▶ _TASK INSTRUCTIONS_: Down to the final character, output the records below as they stand.

▶ _SOURCE RECORDS_:
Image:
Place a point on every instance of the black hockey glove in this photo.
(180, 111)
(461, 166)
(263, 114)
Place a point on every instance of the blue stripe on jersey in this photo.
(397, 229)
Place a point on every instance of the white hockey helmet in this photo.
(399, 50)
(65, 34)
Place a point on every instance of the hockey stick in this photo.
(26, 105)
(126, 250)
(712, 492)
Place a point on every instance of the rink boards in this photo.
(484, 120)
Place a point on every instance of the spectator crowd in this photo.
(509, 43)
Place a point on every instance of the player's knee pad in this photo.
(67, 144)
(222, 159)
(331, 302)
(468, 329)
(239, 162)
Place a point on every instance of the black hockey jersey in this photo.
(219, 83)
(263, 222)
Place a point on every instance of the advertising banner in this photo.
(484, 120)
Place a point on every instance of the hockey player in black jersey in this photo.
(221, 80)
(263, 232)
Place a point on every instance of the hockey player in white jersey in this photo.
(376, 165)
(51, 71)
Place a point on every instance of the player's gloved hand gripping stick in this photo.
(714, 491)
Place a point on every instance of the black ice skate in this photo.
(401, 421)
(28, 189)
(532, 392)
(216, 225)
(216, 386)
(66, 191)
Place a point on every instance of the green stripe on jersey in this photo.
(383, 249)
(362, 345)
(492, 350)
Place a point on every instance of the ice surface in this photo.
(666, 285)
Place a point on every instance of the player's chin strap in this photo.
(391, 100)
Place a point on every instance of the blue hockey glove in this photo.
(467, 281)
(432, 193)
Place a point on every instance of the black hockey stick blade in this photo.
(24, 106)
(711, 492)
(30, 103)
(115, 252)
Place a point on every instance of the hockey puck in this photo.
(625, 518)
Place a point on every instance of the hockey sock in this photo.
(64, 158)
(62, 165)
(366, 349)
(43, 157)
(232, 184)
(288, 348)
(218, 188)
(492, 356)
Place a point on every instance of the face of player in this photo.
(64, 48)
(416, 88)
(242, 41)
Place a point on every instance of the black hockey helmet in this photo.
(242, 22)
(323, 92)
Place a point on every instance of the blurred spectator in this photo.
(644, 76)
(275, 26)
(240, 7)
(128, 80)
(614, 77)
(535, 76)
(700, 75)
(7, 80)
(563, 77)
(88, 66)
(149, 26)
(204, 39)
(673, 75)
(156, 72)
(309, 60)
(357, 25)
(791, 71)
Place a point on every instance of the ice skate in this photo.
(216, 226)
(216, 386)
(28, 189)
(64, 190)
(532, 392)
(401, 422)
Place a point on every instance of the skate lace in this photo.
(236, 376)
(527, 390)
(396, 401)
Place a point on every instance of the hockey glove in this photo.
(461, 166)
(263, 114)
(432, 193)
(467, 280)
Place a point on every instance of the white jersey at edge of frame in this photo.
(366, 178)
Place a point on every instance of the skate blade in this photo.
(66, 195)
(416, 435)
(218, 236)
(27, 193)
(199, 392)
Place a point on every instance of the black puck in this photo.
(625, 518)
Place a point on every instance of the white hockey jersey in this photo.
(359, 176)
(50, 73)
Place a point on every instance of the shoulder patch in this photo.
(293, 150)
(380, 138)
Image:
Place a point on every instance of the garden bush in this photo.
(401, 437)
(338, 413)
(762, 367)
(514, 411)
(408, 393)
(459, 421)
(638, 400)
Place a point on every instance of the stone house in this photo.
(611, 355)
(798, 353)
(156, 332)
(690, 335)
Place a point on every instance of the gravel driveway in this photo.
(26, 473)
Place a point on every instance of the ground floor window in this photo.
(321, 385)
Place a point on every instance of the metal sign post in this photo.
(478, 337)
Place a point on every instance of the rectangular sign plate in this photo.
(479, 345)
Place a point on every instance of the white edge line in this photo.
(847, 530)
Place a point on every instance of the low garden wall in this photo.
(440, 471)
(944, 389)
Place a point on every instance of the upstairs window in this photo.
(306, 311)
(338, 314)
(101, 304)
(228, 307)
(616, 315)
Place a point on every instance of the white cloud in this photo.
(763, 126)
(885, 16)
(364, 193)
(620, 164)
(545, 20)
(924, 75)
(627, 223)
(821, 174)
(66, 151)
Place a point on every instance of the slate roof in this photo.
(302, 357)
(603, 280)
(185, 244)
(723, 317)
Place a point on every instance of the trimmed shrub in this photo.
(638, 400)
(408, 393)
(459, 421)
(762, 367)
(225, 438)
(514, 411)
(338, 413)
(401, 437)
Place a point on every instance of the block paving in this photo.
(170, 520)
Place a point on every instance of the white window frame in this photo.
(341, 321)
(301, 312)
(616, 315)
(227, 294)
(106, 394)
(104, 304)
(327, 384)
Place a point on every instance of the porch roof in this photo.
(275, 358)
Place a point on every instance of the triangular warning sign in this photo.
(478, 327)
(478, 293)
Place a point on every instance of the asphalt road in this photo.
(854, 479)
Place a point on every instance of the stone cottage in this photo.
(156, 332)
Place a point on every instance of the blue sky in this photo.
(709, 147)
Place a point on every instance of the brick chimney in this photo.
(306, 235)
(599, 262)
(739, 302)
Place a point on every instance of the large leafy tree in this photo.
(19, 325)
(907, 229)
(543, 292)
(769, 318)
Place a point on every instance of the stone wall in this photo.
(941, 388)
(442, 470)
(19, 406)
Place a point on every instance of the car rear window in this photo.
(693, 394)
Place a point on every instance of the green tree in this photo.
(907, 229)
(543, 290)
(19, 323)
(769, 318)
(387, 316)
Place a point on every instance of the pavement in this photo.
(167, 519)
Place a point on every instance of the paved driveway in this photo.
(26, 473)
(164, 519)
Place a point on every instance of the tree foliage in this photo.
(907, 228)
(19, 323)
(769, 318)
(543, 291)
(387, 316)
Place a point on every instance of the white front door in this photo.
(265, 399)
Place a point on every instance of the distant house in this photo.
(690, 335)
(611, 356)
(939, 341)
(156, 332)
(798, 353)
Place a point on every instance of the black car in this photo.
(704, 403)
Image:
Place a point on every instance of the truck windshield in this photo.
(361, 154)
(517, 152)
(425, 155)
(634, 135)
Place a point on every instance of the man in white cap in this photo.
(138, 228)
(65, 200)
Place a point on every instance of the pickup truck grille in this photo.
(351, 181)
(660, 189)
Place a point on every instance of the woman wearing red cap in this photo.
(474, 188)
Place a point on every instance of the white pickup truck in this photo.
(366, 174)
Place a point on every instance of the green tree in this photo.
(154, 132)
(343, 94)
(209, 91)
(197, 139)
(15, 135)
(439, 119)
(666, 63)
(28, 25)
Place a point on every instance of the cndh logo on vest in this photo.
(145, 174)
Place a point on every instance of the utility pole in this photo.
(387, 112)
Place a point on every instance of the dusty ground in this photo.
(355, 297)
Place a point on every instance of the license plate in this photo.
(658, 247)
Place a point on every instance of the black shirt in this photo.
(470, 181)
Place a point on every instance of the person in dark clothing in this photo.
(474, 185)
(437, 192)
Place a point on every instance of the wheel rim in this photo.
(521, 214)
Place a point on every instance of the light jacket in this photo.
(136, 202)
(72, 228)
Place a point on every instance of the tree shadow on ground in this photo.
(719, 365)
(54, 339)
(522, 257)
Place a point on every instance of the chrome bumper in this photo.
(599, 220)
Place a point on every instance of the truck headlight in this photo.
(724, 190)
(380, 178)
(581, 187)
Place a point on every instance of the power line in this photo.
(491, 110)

▶ _WRITTEN SOLUTION_:
Image:
Place a point on every instance of the black hockey glove in this photo.
(180, 111)
(461, 166)
(263, 114)
Place a point on every instance of the blue stripe on jersey in this photo.
(397, 229)
Place a point on every instance of the white hockey helmet in this photo.
(399, 50)
(65, 34)
Place a point on every instance of the hockey stick in this photo.
(26, 105)
(126, 250)
(712, 492)
Place a point on every instance of the rink boards in this photo.
(484, 120)
Place a point on every instance of the spectator crowd in this photo.
(509, 43)
Place a point on every instance of the player's knee pad in this photo.
(67, 144)
(222, 159)
(331, 302)
(468, 329)
(239, 162)
Place a point on every instance of the black hockey jersey in this photo.
(219, 83)
(263, 222)
Place a point on every instance of the advertising banner in this photo.
(484, 120)
Place a point on every instance of the hockey player in black jersey in this photo.
(221, 80)
(263, 232)
Place a point on every instance of the hockey player in white jersey in this photo.
(376, 165)
(51, 71)
Place a point on every instance of the player's gloved hand gripping stick in this photo.
(714, 491)
Place a point on every instance of the black ice skate in this photo.
(401, 421)
(28, 189)
(532, 392)
(216, 225)
(216, 386)
(66, 191)
Place a point on every instance of the green stripe on jersey in this photo.
(383, 249)
(362, 345)
(492, 350)
Place a point on every instance of the ice surface in this photo.
(666, 285)
Place a point on every instance of the player's chin strap in this photo.
(391, 100)
Place a point on every instance of the blue hockey glove in this photo.
(467, 281)
(432, 193)
Place a point on every instance of the black hockey stick blade in this photo.
(24, 106)
(711, 492)
(30, 103)
(115, 252)
Place a point on every instance of the hockey puck in this photo.
(625, 518)
Place a point on every instance of the hockey sock in this photo.
(64, 158)
(62, 165)
(366, 349)
(43, 157)
(232, 184)
(288, 348)
(218, 188)
(492, 356)
Place a point on every instance of the face of player in this photo.
(64, 48)
(416, 88)
(242, 41)
Place a point on every instance of the black hockey helmet in this photo.
(242, 22)
(323, 92)
Place a point on every instance of the blurred spectator in this photo.
(644, 76)
(275, 26)
(240, 7)
(128, 80)
(614, 77)
(535, 76)
(700, 75)
(7, 80)
(563, 77)
(88, 66)
(149, 26)
(204, 39)
(673, 75)
(156, 72)
(309, 60)
(357, 25)
(791, 71)
Place a point on every instance of the ice skate in this photo.
(216, 226)
(216, 386)
(28, 189)
(64, 190)
(532, 392)
(401, 422)
Place a point on every instance of the skate lace in this photo.
(236, 376)
(527, 390)
(396, 401)
Place a point on every instance of the hockey glove in this photo.
(461, 166)
(263, 114)
(432, 193)
(467, 280)
Place a point on every instance of the white jersey at edge of frame in this photo.
(366, 178)
Place a point on every instance of the skate blade in this photo.
(66, 195)
(416, 435)
(218, 236)
(27, 193)
(199, 392)
Place a point on every instance of the black puck in this photo.
(625, 518)
Place a point on every instance of the white hockey jersey in this photo.
(359, 176)
(50, 73)
Place a point on every instance of the shoulder patch in this photo.
(293, 150)
(380, 138)
Image:
Place a point on every instance of the garden bush in this photo.
(401, 437)
(338, 413)
(762, 367)
(514, 411)
(408, 393)
(459, 421)
(638, 400)
Place a point on every instance of the stone house in this photo.
(611, 355)
(798, 353)
(156, 332)
(690, 335)
Place a point on every instance of the gravel driveway in this photo.
(26, 473)
Place a point on every instance of the ground floor window in this photo.
(321, 385)
Place a point on every instance of the metal sign post in this photo.
(478, 337)
Place a point on every instance of the rectangular sign plate in this photo.
(479, 345)
Place a point on every instance of the white edge line in this photo.
(847, 530)
Place a point on every instance of the low garden wall in this photo.
(440, 471)
(944, 389)
Place a point on every instance of the upstairs window in this photo.
(306, 311)
(338, 314)
(101, 304)
(228, 307)
(616, 315)
Place a point on every instance of the white cloud in this photo.
(763, 126)
(885, 16)
(364, 193)
(620, 164)
(545, 20)
(924, 75)
(627, 223)
(821, 174)
(66, 151)
Place a point on every instance of the slate roof in this photo.
(302, 357)
(603, 280)
(185, 244)
(723, 317)
Place a point on every instance of the trimmed shrub in this photo.
(638, 400)
(408, 393)
(459, 421)
(762, 367)
(225, 438)
(514, 411)
(338, 413)
(401, 437)
Place a point on every instance of the block paving in this photo.
(170, 520)
Place a point on every instance of the white window frame in this photo.
(341, 321)
(301, 312)
(616, 315)
(227, 294)
(106, 394)
(104, 304)
(327, 384)
Place a point on every instance of the porch roof in this photo.
(275, 358)
Place a point on every instance of the triangular warning sign in this photo.
(478, 327)
(478, 293)
Place a point on every instance of the asphalt road in this photo.
(854, 479)
Place a point on every instance of the stone cottage in this photo.
(156, 332)
Place a point on every instance of the blue sky in this photo.
(709, 147)
Place a point on every instance of the brick chimney in this photo.
(306, 235)
(599, 262)
(739, 302)
Place a point on every instance of the large leafy tree in this photo.
(19, 325)
(907, 229)
(543, 292)
(769, 318)
Place a point on every instance of the stone wall in this photo.
(941, 388)
(442, 470)
(19, 406)
Place a point on every instance of the car rear window in this photo.
(693, 394)
Place a point on every instance of the green tree in this photo.
(907, 229)
(543, 290)
(19, 323)
(769, 318)
(387, 316)
Place a point on every instance of the pavement in this photo.
(167, 519)
Place a point on every instance of the paved driveway in this photo.
(26, 473)
(164, 519)
Place a point on every instance of the tree foliage in this photo.
(907, 228)
(19, 323)
(769, 318)
(543, 291)
(387, 316)
Place a point on every instance of the white front door in this photo.
(265, 399)
Place a point on every instance of the distant house in this photo.
(690, 335)
(611, 356)
(939, 341)
(156, 332)
(798, 353)
Place a point on every instance of the black car in this photo.
(704, 403)
Image:
Place a point on every instance of the truck windshield in this photo.
(361, 154)
(517, 152)
(425, 155)
(634, 135)
Place a point on every instance of the man in white cap in this photo.
(138, 228)
(65, 200)
Place a point on every instance of the pickup truck grille in this photo.
(351, 181)
(660, 189)
Place a point on every instance of the woman wearing red cap in this photo.
(474, 188)
Place a point on every instance of the white pickup truck in this photo.
(366, 174)
Place a point on every instance of the green tree in this photo.
(154, 132)
(343, 94)
(209, 91)
(197, 139)
(15, 135)
(439, 119)
(666, 63)
(28, 25)
Place a point on every instance of the cndh logo on vest in this photo.
(145, 174)
Place a point on every instance of the utility pole in this photo.
(387, 112)
Place a point on every instance of the dusty ground in this photo.
(355, 297)
Place a point on every instance of the license plate in this photo.
(658, 247)
Place a point on every instance of the black shirt in this photo.
(470, 181)
Place a point on every instance of the person in dark clothing in this photo.
(474, 185)
(437, 192)
Place a point on every instance of the wheel rim in this photo.
(521, 214)
Place a point on every instance of the light jacket in this photo.
(136, 202)
(72, 228)
Place a point on every instance of the tree shadow on ground in this photo.
(719, 365)
(54, 339)
(522, 257)
Place a point on every instance of the chrome bumper in this photo.
(599, 220)
Place a point on every instance of the truck headlight in this photo.
(724, 190)
(380, 178)
(581, 187)
Place a point on every instance of the power line in this photo.
(491, 110)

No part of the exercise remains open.